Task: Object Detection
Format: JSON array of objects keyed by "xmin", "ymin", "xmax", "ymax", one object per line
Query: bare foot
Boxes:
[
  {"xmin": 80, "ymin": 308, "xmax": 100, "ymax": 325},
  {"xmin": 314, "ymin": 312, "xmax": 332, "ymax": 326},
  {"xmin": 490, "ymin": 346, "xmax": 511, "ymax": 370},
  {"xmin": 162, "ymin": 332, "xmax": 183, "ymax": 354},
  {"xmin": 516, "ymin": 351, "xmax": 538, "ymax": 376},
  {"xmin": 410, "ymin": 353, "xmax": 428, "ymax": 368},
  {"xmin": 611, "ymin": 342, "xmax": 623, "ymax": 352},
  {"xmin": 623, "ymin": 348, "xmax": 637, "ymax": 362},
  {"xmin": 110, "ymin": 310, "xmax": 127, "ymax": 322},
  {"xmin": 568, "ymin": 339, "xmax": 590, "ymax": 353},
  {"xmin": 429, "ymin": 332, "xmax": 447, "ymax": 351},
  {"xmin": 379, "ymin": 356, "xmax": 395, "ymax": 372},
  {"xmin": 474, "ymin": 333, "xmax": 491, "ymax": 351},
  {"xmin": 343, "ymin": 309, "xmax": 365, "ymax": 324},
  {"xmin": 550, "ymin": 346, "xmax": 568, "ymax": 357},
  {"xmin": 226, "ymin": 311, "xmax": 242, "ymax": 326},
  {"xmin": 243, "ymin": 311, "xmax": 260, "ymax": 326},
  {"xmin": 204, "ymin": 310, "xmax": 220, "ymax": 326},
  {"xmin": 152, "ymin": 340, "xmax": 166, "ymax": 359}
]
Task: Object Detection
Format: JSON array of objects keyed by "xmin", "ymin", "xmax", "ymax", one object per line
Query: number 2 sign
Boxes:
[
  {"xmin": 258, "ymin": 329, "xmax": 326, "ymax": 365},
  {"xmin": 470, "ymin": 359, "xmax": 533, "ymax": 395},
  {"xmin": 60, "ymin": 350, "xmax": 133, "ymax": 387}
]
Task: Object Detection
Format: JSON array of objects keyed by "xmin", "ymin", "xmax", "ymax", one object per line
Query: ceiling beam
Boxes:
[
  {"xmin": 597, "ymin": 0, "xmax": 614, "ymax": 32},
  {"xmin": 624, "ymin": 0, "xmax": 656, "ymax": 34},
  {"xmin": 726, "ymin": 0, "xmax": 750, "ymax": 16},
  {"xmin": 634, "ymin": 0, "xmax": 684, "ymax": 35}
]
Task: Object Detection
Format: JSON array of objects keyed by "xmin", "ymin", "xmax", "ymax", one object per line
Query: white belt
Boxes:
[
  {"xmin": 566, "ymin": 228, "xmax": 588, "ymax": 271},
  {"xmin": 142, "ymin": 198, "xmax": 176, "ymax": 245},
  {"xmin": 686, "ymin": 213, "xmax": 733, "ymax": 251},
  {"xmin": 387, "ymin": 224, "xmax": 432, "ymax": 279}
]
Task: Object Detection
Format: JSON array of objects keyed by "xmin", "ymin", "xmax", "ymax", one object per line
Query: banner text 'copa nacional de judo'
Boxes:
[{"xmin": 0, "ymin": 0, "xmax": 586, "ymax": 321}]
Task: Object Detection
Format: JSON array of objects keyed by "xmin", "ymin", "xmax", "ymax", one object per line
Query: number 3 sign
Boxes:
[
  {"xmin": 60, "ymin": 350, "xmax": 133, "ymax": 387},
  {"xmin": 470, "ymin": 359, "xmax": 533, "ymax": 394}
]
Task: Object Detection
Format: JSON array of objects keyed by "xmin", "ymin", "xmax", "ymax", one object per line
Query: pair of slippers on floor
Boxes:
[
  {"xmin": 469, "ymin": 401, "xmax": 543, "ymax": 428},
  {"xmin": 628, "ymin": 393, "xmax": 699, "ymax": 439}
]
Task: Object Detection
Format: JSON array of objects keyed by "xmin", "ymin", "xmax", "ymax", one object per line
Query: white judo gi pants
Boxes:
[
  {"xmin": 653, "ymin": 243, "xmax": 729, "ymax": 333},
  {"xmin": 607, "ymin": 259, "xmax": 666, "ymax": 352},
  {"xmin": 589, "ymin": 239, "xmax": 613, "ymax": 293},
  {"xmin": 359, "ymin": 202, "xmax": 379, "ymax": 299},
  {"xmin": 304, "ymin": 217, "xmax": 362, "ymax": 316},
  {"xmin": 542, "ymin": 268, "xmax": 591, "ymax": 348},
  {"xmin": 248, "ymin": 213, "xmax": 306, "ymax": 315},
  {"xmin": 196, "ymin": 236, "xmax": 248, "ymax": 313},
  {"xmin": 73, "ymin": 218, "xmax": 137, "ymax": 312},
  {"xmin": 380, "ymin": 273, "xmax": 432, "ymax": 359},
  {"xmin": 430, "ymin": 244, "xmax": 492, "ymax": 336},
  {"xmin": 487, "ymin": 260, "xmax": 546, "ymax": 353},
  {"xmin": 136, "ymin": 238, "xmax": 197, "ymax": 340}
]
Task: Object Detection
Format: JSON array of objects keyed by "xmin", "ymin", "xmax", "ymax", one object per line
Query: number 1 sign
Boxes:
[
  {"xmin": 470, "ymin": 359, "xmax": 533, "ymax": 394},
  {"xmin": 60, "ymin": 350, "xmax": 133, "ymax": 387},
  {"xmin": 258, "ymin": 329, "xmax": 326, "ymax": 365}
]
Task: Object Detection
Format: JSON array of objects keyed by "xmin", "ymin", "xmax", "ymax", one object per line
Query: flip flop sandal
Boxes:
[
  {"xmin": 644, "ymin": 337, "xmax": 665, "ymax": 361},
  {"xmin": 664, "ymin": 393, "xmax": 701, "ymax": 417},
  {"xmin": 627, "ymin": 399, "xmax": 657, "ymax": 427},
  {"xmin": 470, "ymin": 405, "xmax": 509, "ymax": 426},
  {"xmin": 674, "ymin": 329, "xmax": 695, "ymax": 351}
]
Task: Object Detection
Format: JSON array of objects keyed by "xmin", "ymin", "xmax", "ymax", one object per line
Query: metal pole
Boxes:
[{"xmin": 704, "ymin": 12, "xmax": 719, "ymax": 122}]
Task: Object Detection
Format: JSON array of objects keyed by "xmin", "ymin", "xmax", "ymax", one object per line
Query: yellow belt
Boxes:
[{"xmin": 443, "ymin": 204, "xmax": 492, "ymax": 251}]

------------------------------------------------------------------------

◆ What the task asks ◆
The records shown above must be returned in full, exactly as written.

◆ Response to this exercise ◆
Task: Object Detection
Format: JSON array of objects keyed by "xmin", "ymin", "xmax", "ymax", one object per line
Query: bare foot
Boxes:
[
  {"xmin": 80, "ymin": 308, "xmax": 100, "ymax": 325},
  {"xmin": 314, "ymin": 312, "xmax": 332, "ymax": 326},
  {"xmin": 490, "ymin": 346, "xmax": 511, "ymax": 370},
  {"xmin": 162, "ymin": 332, "xmax": 183, "ymax": 354},
  {"xmin": 516, "ymin": 351, "xmax": 538, "ymax": 376},
  {"xmin": 410, "ymin": 353, "xmax": 428, "ymax": 368},
  {"xmin": 611, "ymin": 342, "xmax": 623, "ymax": 352},
  {"xmin": 623, "ymin": 348, "xmax": 637, "ymax": 362},
  {"xmin": 110, "ymin": 310, "xmax": 127, "ymax": 322},
  {"xmin": 568, "ymin": 339, "xmax": 590, "ymax": 353},
  {"xmin": 429, "ymin": 332, "xmax": 447, "ymax": 351},
  {"xmin": 379, "ymin": 356, "xmax": 395, "ymax": 372},
  {"xmin": 474, "ymin": 333, "xmax": 491, "ymax": 351},
  {"xmin": 343, "ymin": 309, "xmax": 365, "ymax": 324},
  {"xmin": 550, "ymin": 346, "xmax": 568, "ymax": 357},
  {"xmin": 226, "ymin": 311, "xmax": 242, "ymax": 326},
  {"xmin": 243, "ymin": 311, "xmax": 260, "ymax": 326},
  {"xmin": 204, "ymin": 310, "xmax": 220, "ymax": 326},
  {"xmin": 152, "ymin": 340, "xmax": 166, "ymax": 359}
]
Task: Object Detection
Format: JSON array of objects keyed by "xmin", "ymin", "xmax", "ymax", one object per line
Query: number 2 sign
Boxes:
[
  {"xmin": 258, "ymin": 329, "xmax": 326, "ymax": 365},
  {"xmin": 470, "ymin": 359, "xmax": 533, "ymax": 395},
  {"xmin": 60, "ymin": 350, "xmax": 133, "ymax": 387}
]
Task: Object Detection
Format: JSON array of objects keyed by "xmin", "ymin", "xmax", "ymax", one object per line
Query: ceiling beam
Boxes:
[
  {"xmin": 597, "ymin": 0, "xmax": 614, "ymax": 32},
  {"xmin": 624, "ymin": 0, "xmax": 656, "ymax": 34},
  {"xmin": 726, "ymin": 0, "xmax": 750, "ymax": 16},
  {"xmin": 634, "ymin": 0, "xmax": 684, "ymax": 35}
]
Task: Object Detection
Format: JSON array of objects keyed by "xmin", "ymin", "xmax", "ymax", one object per line
Query: white belt
Boxes:
[
  {"xmin": 566, "ymin": 228, "xmax": 588, "ymax": 271},
  {"xmin": 142, "ymin": 198, "xmax": 176, "ymax": 245},
  {"xmin": 686, "ymin": 213, "xmax": 733, "ymax": 251},
  {"xmin": 387, "ymin": 224, "xmax": 432, "ymax": 279}
]
Task: Object Detection
Format: JSON array of objects keyed by "xmin", "ymin", "xmax", "ymax", one object per line
Query: banner text 'copa nacional de judo'
Boxes:
[{"xmin": 0, "ymin": 0, "xmax": 586, "ymax": 321}]
Task: Object Detection
Format: JSON array of objects keyed by "xmin", "ymin", "xmax", "ymax", one object per line
Query: number 3 sign
Boxes:
[
  {"xmin": 60, "ymin": 350, "xmax": 133, "ymax": 387},
  {"xmin": 470, "ymin": 359, "xmax": 533, "ymax": 394}
]
Task: Object Detection
Format: JSON array of objects keyed by "xmin", "ymin", "xmax", "ymax", one object per line
Query: pair of slippers on floor
Boxes:
[
  {"xmin": 469, "ymin": 401, "xmax": 543, "ymax": 428},
  {"xmin": 628, "ymin": 393, "xmax": 699, "ymax": 439}
]
Task: Object Detection
Format: JSON array of objects keyed by "xmin", "ymin", "xmax", "ymax", one object per line
Query: white judo gi pants
Boxes:
[
  {"xmin": 653, "ymin": 243, "xmax": 729, "ymax": 333},
  {"xmin": 607, "ymin": 259, "xmax": 666, "ymax": 352},
  {"xmin": 589, "ymin": 239, "xmax": 613, "ymax": 293},
  {"xmin": 359, "ymin": 202, "xmax": 379, "ymax": 299},
  {"xmin": 304, "ymin": 217, "xmax": 362, "ymax": 316},
  {"xmin": 542, "ymin": 268, "xmax": 591, "ymax": 348},
  {"xmin": 248, "ymin": 213, "xmax": 306, "ymax": 315},
  {"xmin": 196, "ymin": 236, "xmax": 248, "ymax": 313},
  {"xmin": 73, "ymin": 218, "xmax": 137, "ymax": 312},
  {"xmin": 380, "ymin": 273, "xmax": 432, "ymax": 359},
  {"xmin": 430, "ymin": 244, "xmax": 492, "ymax": 336},
  {"xmin": 487, "ymin": 260, "xmax": 546, "ymax": 353},
  {"xmin": 136, "ymin": 238, "xmax": 197, "ymax": 340}
]
Task: Object Detection
Format: JSON array of objects keyed by "xmin", "ymin", "xmax", "ymax", one object per line
Query: number 1 sign
Boxes:
[
  {"xmin": 470, "ymin": 359, "xmax": 533, "ymax": 394},
  {"xmin": 60, "ymin": 350, "xmax": 133, "ymax": 387},
  {"xmin": 258, "ymin": 329, "xmax": 326, "ymax": 365}
]
Task: Object Detection
Format: JSON array of objects keyed by "xmin", "ymin", "xmax", "ymax", one object per line
Query: flip flop sandal
Boxes:
[
  {"xmin": 644, "ymin": 337, "xmax": 665, "ymax": 361},
  {"xmin": 664, "ymin": 393, "xmax": 701, "ymax": 417},
  {"xmin": 627, "ymin": 399, "xmax": 657, "ymax": 427},
  {"xmin": 470, "ymin": 405, "xmax": 509, "ymax": 426},
  {"xmin": 674, "ymin": 329, "xmax": 695, "ymax": 351}
]
Task: Object Detection
Format: JSON array of objects keyed by "xmin", "ymin", "xmax", "ymax", one object per line
Query: metal pole
Boxes:
[{"xmin": 704, "ymin": 12, "xmax": 719, "ymax": 122}]
Task: Object Detection
Format: JSON array of objects keyed by "xmin", "ymin", "xmax", "ymax", one object per line
Query: yellow belt
Boxes:
[{"xmin": 443, "ymin": 204, "xmax": 492, "ymax": 251}]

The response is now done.